■ What you are asked to do
Each line of the material must be repeated precisely, with the pictures left out.

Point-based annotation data

####

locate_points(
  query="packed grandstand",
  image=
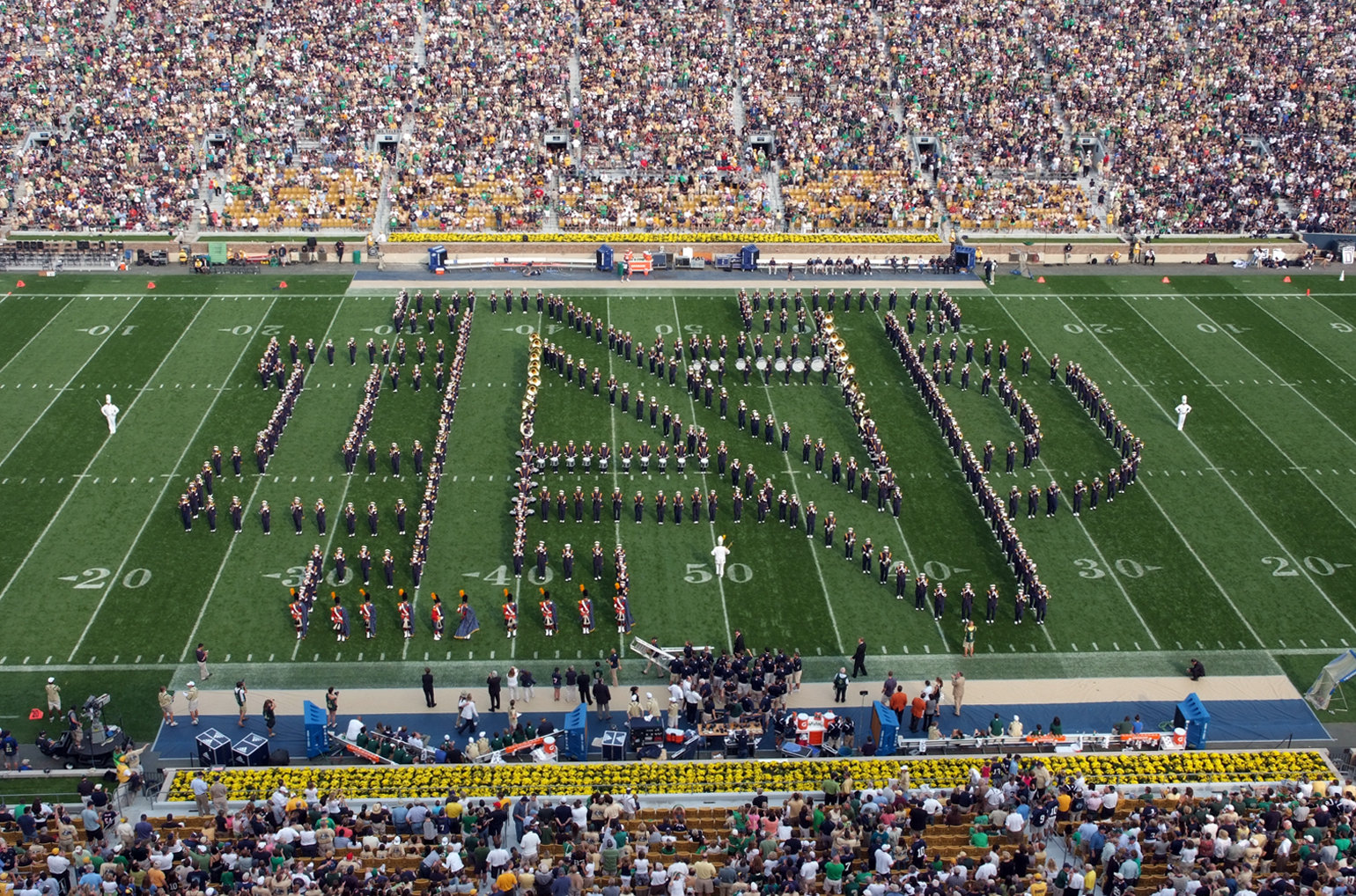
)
(542, 115)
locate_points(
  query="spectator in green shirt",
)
(834, 875)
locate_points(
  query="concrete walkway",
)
(999, 693)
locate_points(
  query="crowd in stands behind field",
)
(1013, 827)
(1061, 115)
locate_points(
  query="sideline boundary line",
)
(90, 466)
(155, 507)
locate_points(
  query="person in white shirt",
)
(678, 878)
(452, 860)
(1183, 409)
(529, 845)
(110, 412)
(720, 552)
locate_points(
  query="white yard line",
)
(85, 471)
(615, 449)
(38, 334)
(814, 554)
(1311, 346)
(63, 389)
(1049, 637)
(1271, 371)
(1212, 466)
(720, 582)
(248, 503)
(1143, 484)
(1253, 423)
(156, 507)
(517, 584)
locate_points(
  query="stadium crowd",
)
(1057, 115)
(1011, 827)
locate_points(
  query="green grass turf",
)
(1234, 544)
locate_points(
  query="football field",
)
(1237, 544)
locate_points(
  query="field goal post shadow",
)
(1330, 678)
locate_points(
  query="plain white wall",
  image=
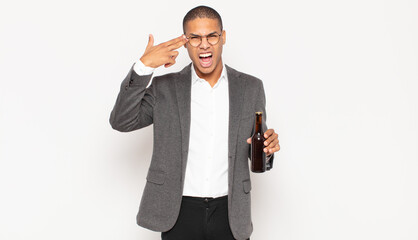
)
(341, 83)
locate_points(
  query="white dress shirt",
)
(207, 162)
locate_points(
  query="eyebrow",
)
(196, 35)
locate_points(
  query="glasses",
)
(196, 40)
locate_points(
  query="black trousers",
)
(201, 219)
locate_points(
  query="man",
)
(198, 184)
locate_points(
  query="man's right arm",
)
(134, 106)
(135, 103)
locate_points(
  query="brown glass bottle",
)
(258, 156)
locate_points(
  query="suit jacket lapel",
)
(236, 99)
(183, 85)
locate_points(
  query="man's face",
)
(205, 57)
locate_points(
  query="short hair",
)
(201, 12)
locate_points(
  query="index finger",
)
(268, 132)
(176, 42)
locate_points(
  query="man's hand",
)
(271, 143)
(162, 54)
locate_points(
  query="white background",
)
(341, 80)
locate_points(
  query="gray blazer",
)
(166, 104)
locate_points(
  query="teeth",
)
(205, 55)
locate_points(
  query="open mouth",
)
(205, 59)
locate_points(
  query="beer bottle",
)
(258, 156)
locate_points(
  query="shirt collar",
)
(223, 77)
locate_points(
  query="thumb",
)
(150, 41)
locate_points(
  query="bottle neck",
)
(258, 123)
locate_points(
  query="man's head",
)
(203, 27)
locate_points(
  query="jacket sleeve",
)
(135, 103)
(261, 106)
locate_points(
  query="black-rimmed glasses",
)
(196, 40)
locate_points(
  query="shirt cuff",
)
(142, 70)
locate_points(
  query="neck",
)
(212, 77)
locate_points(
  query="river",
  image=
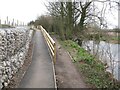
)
(108, 53)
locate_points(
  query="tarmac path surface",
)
(40, 72)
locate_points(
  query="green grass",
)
(6, 26)
(92, 69)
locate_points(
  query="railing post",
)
(54, 57)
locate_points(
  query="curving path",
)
(40, 72)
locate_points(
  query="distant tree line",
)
(72, 20)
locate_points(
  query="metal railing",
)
(50, 42)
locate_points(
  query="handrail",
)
(50, 42)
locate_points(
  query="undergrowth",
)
(92, 69)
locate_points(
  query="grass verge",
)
(92, 69)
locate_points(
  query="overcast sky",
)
(22, 10)
(27, 10)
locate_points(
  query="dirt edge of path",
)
(67, 76)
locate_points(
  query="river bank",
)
(92, 69)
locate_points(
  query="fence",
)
(50, 42)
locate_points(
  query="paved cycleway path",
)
(40, 72)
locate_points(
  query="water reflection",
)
(107, 53)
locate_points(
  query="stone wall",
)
(14, 44)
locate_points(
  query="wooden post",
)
(54, 58)
(0, 21)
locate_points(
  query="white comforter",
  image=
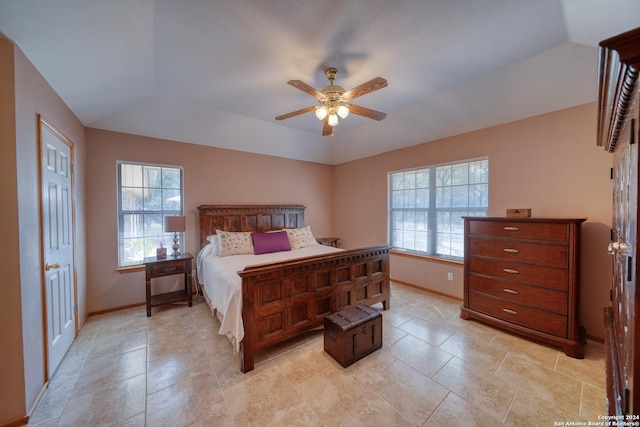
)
(223, 287)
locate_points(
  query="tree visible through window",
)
(146, 194)
(427, 205)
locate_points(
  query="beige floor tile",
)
(162, 343)
(110, 343)
(593, 402)
(423, 357)
(378, 413)
(536, 352)
(426, 330)
(106, 405)
(475, 350)
(174, 369)
(412, 394)
(110, 369)
(135, 421)
(334, 396)
(186, 402)
(391, 334)
(587, 369)
(557, 389)
(478, 386)
(171, 369)
(455, 411)
(528, 409)
(265, 394)
(303, 363)
(53, 402)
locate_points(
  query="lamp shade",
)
(174, 224)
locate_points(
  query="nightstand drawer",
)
(546, 299)
(520, 230)
(534, 318)
(167, 268)
(551, 255)
(548, 277)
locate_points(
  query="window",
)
(146, 194)
(427, 205)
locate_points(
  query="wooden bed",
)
(284, 299)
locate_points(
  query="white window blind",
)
(426, 206)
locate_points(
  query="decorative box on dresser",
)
(522, 275)
(618, 133)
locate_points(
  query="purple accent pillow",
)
(264, 243)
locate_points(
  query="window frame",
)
(429, 245)
(152, 238)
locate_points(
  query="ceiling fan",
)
(334, 101)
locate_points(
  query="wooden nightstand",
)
(329, 241)
(168, 266)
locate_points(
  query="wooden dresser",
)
(522, 275)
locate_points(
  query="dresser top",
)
(520, 219)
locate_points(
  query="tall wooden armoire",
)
(618, 124)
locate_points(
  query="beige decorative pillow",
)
(301, 237)
(234, 243)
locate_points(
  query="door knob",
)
(51, 266)
(615, 247)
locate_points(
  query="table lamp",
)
(177, 225)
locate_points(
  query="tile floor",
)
(434, 369)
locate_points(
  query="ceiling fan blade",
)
(296, 113)
(366, 112)
(326, 129)
(364, 88)
(306, 88)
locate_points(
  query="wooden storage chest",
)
(353, 333)
(522, 274)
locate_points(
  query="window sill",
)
(427, 258)
(130, 269)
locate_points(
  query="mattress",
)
(222, 286)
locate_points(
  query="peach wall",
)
(211, 176)
(12, 406)
(549, 163)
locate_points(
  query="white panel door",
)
(57, 222)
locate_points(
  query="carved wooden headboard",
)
(248, 218)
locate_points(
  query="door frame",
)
(43, 122)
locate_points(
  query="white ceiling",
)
(214, 72)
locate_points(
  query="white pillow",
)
(301, 237)
(214, 244)
(234, 243)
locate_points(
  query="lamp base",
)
(176, 246)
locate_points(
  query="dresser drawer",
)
(547, 277)
(545, 321)
(551, 255)
(533, 296)
(520, 230)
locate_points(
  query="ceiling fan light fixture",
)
(321, 112)
(343, 111)
(335, 103)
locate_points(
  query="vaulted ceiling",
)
(214, 72)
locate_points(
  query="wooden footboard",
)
(282, 300)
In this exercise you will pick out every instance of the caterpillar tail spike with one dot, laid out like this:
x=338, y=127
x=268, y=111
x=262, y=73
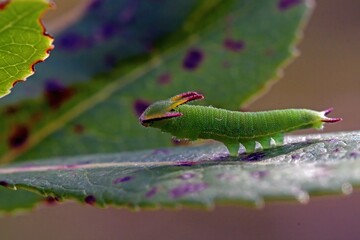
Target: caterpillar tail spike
x=232, y=128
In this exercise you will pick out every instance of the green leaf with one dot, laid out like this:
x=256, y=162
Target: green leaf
x=201, y=176
x=23, y=41
x=227, y=50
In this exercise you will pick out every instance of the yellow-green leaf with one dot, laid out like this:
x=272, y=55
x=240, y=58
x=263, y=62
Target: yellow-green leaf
x=23, y=40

####

■ Exercise output
locate_points(
  query="packed grandstand",
  image=
)
(542, 115)
locate_points(
  query="spectator in green shirt",
)
(834, 875)
locate_points(
  query="concrete walkway",
)
(999, 693)
locate_points(
  query="crowd in stands behind field",
)
(1013, 827)
(1061, 115)
locate_points(
  query="sideline boundary line",
)
(90, 466)
(155, 507)
locate_points(
  query="person in white shirt",
)
(678, 878)
(452, 860)
(1183, 409)
(529, 845)
(110, 412)
(720, 552)
locate_points(
  query="white yard line",
)
(85, 471)
(615, 449)
(38, 334)
(814, 554)
(1311, 346)
(63, 389)
(1049, 637)
(1271, 371)
(1212, 466)
(720, 582)
(248, 503)
(1143, 484)
(1253, 423)
(156, 507)
(517, 584)
locate_points(
  query="stadium crowd",
)
(1057, 115)
(1011, 827)
locate_points(
  query="green grass turf",
)
(1234, 544)
locate_points(
  query="football field",
)
(1237, 544)
locate_points(
  query="field goal post shadow",
)
(1330, 678)
locate_points(
  query="plain white wall",
  image=
)
(341, 83)
locate_points(
  query="white dress shirt",
)
(207, 162)
locate_points(
  query="eyebrow",
)
(196, 35)
locate_points(
  query="glasses",
)
(196, 40)
locate_points(
  query="black trousers",
)
(201, 219)
locate_points(
  query="man",
)
(198, 184)
locate_points(
  query="man's right arm",
)
(134, 106)
(135, 103)
locate_points(
  query="brown glass bottle",
)
(258, 156)
locate_points(
  query="suit jacket lapel",
)
(236, 99)
(183, 85)
locate_points(
  query="man's face",
)
(205, 57)
locate_points(
  query="short hair",
)
(201, 12)
locate_points(
  query="index finger",
)
(268, 132)
(176, 42)
locate_points(
  query="man's hand",
)
(271, 143)
(162, 54)
locate_points(
  query="white background",
)
(341, 80)
locate_points(
  query="gray blazer",
)
(166, 104)
locate_points(
  query="teeth",
)
(205, 55)
locate_points(
  query="open mouth",
)
(205, 59)
locate_points(
  query="beer bottle",
)
(258, 156)
locate_points(
  query="shirt collar",
)
(223, 77)
locate_points(
  query="thumb",
)
(150, 41)
locate_points(
  query="bottle neck",
)
(258, 123)
locate_points(
  query="man's head",
)
(203, 27)
locate_points(
  query="jacket sleeve",
)
(135, 103)
(261, 106)
locate_points(
  query="black-rimmed glasses",
)
(196, 40)
locate_points(
  query="shirt cuff",
)
(142, 70)
locate_points(
  query="neck",
)
(212, 77)
locate_points(
  query="river",
  image=
)
(108, 53)
locate_points(
  query="tarmac path surface",
)
(40, 72)
locate_points(
  query="green grass",
)
(6, 26)
(92, 69)
locate_points(
  query="railing post",
)
(54, 57)
locate_points(
  query="curving path",
)
(40, 72)
locate_points(
  query="distant tree line",
)
(72, 20)
locate_points(
  query="metal railing",
)
(50, 42)
locate_points(
  query="handrail",
)
(50, 42)
locate_points(
  query="undergrowth",
)
(92, 69)
locate_points(
  query="grass verge",
)
(92, 69)
locate_points(
  query="overcast sky",
)
(22, 10)
(27, 10)
locate_points(
  query="dirt edge of path",
)
(67, 76)
locate_points(
  query="river bank",
)
(92, 69)
locate_points(
  query="fence",
)
(50, 42)
locate_points(
  query="paved cycleway path",
)
(40, 72)
locate_points(
  query="water reflection",
)
(107, 53)
locate_points(
  query="stone wall",
)
(14, 44)
locate_points(
  query="wooden post",
)
(54, 58)
(0, 21)
locate_points(
  query="white comforter",
  image=
)
(223, 287)
locate_points(
  query="tree visible through window",
)
(146, 194)
(427, 205)
locate_points(
  query="beige floor tile",
)
(162, 343)
(110, 343)
(593, 402)
(423, 357)
(378, 413)
(536, 352)
(426, 330)
(106, 405)
(475, 350)
(174, 369)
(412, 394)
(110, 369)
(135, 421)
(334, 396)
(186, 402)
(391, 334)
(587, 369)
(557, 389)
(478, 386)
(171, 369)
(455, 411)
(528, 409)
(265, 394)
(303, 363)
(53, 402)
locate_points(
  query="lamp shade",
)
(174, 224)
locate_points(
  query="nightstand drawer",
)
(546, 299)
(520, 230)
(534, 318)
(167, 268)
(551, 255)
(548, 277)
locate_points(
  query="window",
)
(146, 194)
(427, 205)
locate_points(
  query="wooden bed",
)
(284, 299)
locate_points(
  query="white window blind",
)
(426, 206)
locate_points(
  query="decorative box on dresser",
)
(522, 275)
(618, 133)
locate_points(
  query="purple accent pillow",
)
(264, 243)
locate_points(
  query="window frame",
)
(429, 245)
(152, 238)
locate_points(
  query="ceiling fan",
)
(334, 101)
locate_points(
  query="wooden nightstand",
)
(329, 241)
(168, 266)
locate_points(
  query="wooden dresser",
)
(522, 275)
locate_points(
  query="dresser top",
)
(520, 219)
locate_points(
  query="tall wooden armoire",
)
(618, 124)
locate_points(
  query="beige decorative pillow",
)
(301, 237)
(234, 243)
locate_points(
  query="door knob",
)
(51, 266)
(615, 247)
locate_points(
  query="table lamp",
)
(177, 225)
locate_points(
  query="tile floor",
)
(434, 369)
locate_points(
  query="ceiling fan blade",
)
(296, 113)
(366, 112)
(326, 129)
(364, 88)
(306, 88)
locate_points(
  query="wooden storage chest",
)
(353, 333)
(522, 274)
locate_points(
  query="window sill",
)
(427, 258)
(130, 269)
locate_points(
  query="mattress",
)
(222, 286)
locate_points(
  query="peach wall",
)
(211, 176)
(12, 406)
(549, 163)
locate_points(
  query="white panel door",
)
(57, 222)
locate_points(
  query="carved wooden headboard",
)
(248, 218)
locate_points(
  query="door frame",
)
(43, 122)
locate_points(
  query="white ceiling",
)
(214, 72)
locate_points(
  query="white pillow",
)
(301, 237)
(214, 244)
(234, 243)
locate_points(
  query="lamp base",
)
(176, 246)
locate_points(
  query="dresser drawer",
)
(547, 277)
(545, 321)
(551, 255)
(533, 296)
(520, 230)
locate_points(
  query="ceiling fan light fixture",
)
(321, 112)
(343, 111)
(335, 103)
locate_points(
  query="vaulted ceiling",
)
(214, 72)
locate_points(
  query="wooden footboard",
)
(282, 300)
In this exercise you will pick out every instance of the caterpillar tail spike with one dot, laid out like this:
x=338, y=127
x=268, y=111
x=262, y=73
Target: caterpillar tail spike
x=232, y=128
In this exercise you will pick out every instance of the green leaf with one dot, laid out like this:
x=256, y=162
Target: green leaf
x=201, y=176
x=23, y=41
x=227, y=50
In this exercise you will pick out every instance of the yellow-green leaf with one dot, laid out like this:
x=272, y=55
x=240, y=58
x=263, y=62
Target: yellow-green leaf
x=23, y=40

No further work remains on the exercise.